>>>
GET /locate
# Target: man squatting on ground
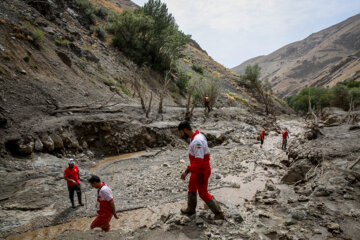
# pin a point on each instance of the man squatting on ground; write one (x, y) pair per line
(106, 204)
(72, 176)
(199, 155)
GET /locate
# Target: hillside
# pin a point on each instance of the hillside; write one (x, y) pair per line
(306, 62)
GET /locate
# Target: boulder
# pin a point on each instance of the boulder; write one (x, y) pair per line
(297, 172)
(58, 142)
(48, 143)
(38, 145)
(26, 147)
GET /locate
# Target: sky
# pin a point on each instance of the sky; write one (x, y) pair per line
(233, 31)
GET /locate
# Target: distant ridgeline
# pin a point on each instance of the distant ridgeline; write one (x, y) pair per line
(342, 95)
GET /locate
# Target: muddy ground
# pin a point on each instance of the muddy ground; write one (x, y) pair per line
(265, 193)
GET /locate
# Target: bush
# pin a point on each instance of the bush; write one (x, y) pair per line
(61, 42)
(99, 32)
(182, 80)
(101, 12)
(149, 35)
(37, 35)
(198, 68)
(87, 10)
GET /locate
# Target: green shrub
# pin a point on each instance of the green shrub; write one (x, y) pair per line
(101, 12)
(38, 36)
(182, 80)
(99, 32)
(87, 10)
(197, 68)
(149, 35)
(26, 58)
(62, 42)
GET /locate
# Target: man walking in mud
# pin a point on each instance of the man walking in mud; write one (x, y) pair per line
(262, 138)
(207, 103)
(106, 204)
(285, 137)
(200, 170)
(72, 176)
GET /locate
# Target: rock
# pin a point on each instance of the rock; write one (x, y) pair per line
(65, 58)
(348, 196)
(50, 30)
(297, 171)
(26, 147)
(58, 142)
(303, 199)
(38, 145)
(322, 191)
(333, 228)
(48, 143)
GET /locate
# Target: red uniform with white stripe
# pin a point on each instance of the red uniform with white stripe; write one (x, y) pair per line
(199, 155)
(72, 173)
(285, 134)
(105, 211)
(262, 135)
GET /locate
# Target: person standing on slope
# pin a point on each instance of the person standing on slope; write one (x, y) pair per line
(72, 176)
(207, 103)
(200, 170)
(285, 137)
(262, 138)
(106, 204)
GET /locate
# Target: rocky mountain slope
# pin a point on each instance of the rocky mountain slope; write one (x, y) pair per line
(72, 67)
(307, 62)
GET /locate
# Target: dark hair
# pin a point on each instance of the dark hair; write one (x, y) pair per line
(94, 179)
(184, 125)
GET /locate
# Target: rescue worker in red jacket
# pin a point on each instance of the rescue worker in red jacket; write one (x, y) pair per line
(207, 103)
(262, 138)
(285, 137)
(72, 176)
(200, 170)
(106, 204)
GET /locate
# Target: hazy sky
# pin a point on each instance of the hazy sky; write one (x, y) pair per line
(232, 31)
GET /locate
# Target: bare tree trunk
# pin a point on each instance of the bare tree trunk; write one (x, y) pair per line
(149, 107)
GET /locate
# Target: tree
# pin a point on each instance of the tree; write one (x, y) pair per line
(252, 77)
(149, 35)
(340, 96)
<<<
**SET PROBLEM:** Using the data above, print every line exactly, omitting pictures.

**RESPONSE FOR THIS EXERCISE:**
GET /locate
# Target: man squatting on ground
# pin a point on each instance of the man squatting on ground; write one (x, y) pair per line
(106, 204)
(72, 176)
(199, 155)
GET /locate
# Target: hillside
# pin a point on each instance of the hillside; write one (x, y) pair per line
(306, 62)
GET /locate
# Target: boulder
# pin a point on each instance of the boulder; write one (x, y) pair per line
(297, 172)
(58, 142)
(48, 143)
(38, 145)
(26, 147)
GET /locate
# Target: sky
# pin a point on each instance of the sky; write one (x, y) pair per line
(233, 31)
GET /locate
# Target: distant ridgeline
# pin a point on each instance of the distant ridgeline; write one (x, y) pair per line
(342, 95)
GET /locate
# Target: muddy ground
# pin a point on each instance of the muddy ground; write one (x, y) pair per line
(265, 193)
GET /locate
# Target: bush
# pin a point on each instance of the bush; write one (x, y) pair per line
(61, 42)
(99, 32)
(182, 80)
(101, 12)
(149, 35)
(37, 35)
(198, 68)
(87, 10)
GET /locate
# Target: green shrub
# pin a point on each instance of the green shrub; write one (x, y) pair per line
(101, 12)
(38, 36)
(182, 80)
(99, 32)
(87, 10)
(197, 68)
(149, 35)
(26, 58)
(62, 42)
GET /locate
# Target: man walking in mud
# pin a point on each instance of the man walking in mud; write one (x, y) pair per line
(262, 138)
(207, 103)
(106, 204)
(285, 137)
(200, 170)
(72, 176)
GET /locate
# Target: rock
# pin a point on each instance of the rock; write one (x, y) pair per line
(65, 58)
(348, 196)
(50, 30)
(297, 171)
(26, 147)
(58, 142)
(303, 199)
(38, 145)
(322, 191)
(333, 228)
(48, 143)
GET /locate
# Target: red uniform with white stripe
# pin a point on each instance of the red uniform with white stripe; write one (x, y) pair per line
(199, 155)
(72, 173)
(285, 134)
(105, 211)
(262, 135)
GET /locate
# Target: person standing on slope
# pin a point on each instance of the person standing on slope; write one (x, y) pair per line
(72, 176)
(207, 103)
(200, 170)
(285, 137)
(262, 138)
(106, 204)
GET /locate
# Target: rocky mountain slope
# pin a point on each instance of the rocky mountain slope; write one (x, y) pair per line
(72, 67)
(307, 62)
GET /locate
# Target: dark hair
# pin a point on each instance of the dark hair; write one (x, y) pair per line
(94, 179)
(184, 125)
GET /locate
# Target: rescue worker in red jacket
# pin a point on each instance of the rescue worker in red jacket; write one (x, y) pair per line
(207, 103)
(262, 138)
(285, 137)
(72, 176)
(200, 170)
(106, 204)
GET /locate
# Target: hazy sky
# pin a point on each instance of the hazy sky; write one (x, y) pair per line
(232, 31)
GET /locate
# Target: bare tree trunk
# pin a point on each instance of the bare tree trunk; write one (x, y) pair per line
(149, 107)
GET /locate
# Target: tree
# pin a point on each instance of the tree; write one (x, y) pair per line
(252, 77)
(149, 35)
(340, 96)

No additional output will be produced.